• **EXERCISE**: Reproduce, unaltered, the line with "Query: gymnast's left leg" along with every line that follows it in the records, up to the last.

-------

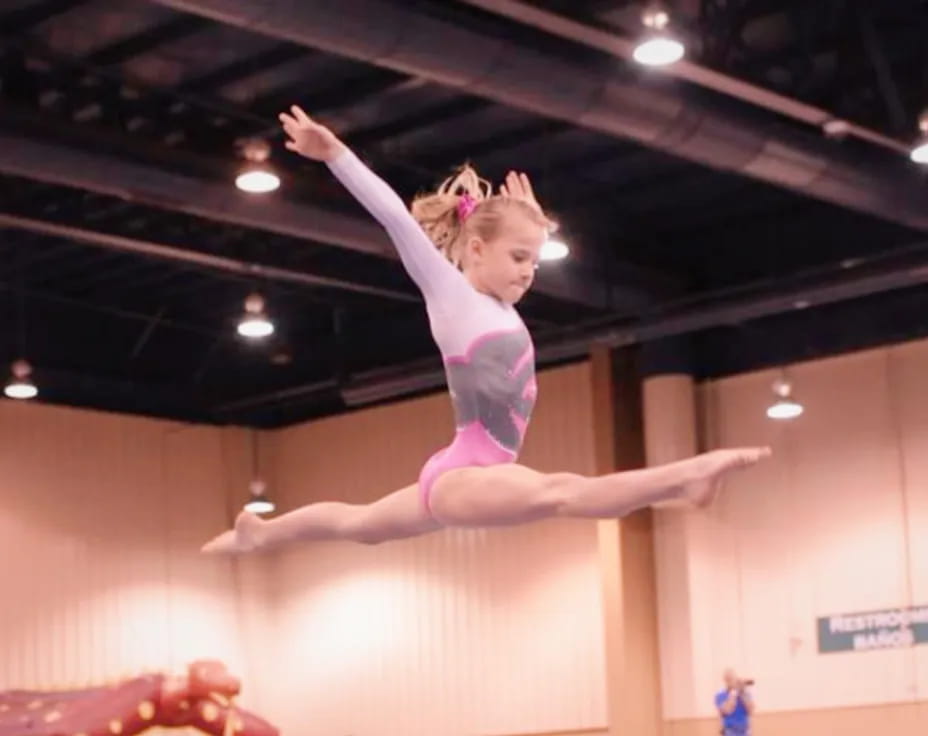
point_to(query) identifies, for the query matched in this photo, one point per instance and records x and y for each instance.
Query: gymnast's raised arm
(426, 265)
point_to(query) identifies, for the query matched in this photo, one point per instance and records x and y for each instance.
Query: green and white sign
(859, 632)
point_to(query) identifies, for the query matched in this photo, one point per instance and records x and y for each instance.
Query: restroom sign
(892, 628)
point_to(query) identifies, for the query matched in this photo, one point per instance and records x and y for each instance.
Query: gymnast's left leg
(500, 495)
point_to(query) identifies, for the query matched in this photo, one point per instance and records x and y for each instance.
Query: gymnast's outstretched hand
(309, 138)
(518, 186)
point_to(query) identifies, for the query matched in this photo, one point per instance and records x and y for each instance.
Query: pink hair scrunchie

-------

• **PROBLEM SOLUTION**:
Query: gymnast's left leg
(500, 495)
point_to(query) identifies, for the query matched in this photo, one point per instance and records x and y for each instance.
Query: gymnast's outstretched hand
(309, 138)
(518, 186)
point_to(query) identifies, for the query matched in this photo, one point per instance and records x and y for each instance.
Query: pink hair scrunchie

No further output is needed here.